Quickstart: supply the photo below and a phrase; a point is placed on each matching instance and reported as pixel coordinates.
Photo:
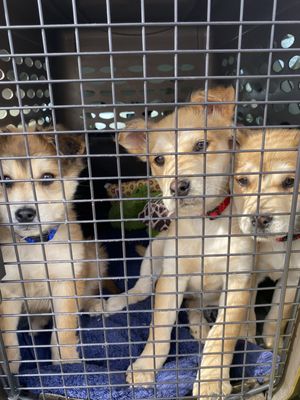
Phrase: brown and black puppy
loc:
(36, 214)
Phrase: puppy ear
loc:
(135, 141)
(68, 144)
(217, 94)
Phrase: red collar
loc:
(219, 209)
(284, 238)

----

→ **TASK DIRECTIONS**
Rewrite all the entries above with "dog" substituted for each "puppy" and everything else left as it is. Omit the picture from your answer.

→ **WRITTEN ANSWER**
Quickstart: supply the photo below and a phrase; a point is placed on each matching instance and reported as pixel coordinates.
Photo:
Phrase: brown and black dog
loc:
(36, 214)
Phrase: dog ear
loc:
(135, 141)
(68, 144)
(217, 94)
Phrase: red collar
loc:
(219, 209)
(284, 238)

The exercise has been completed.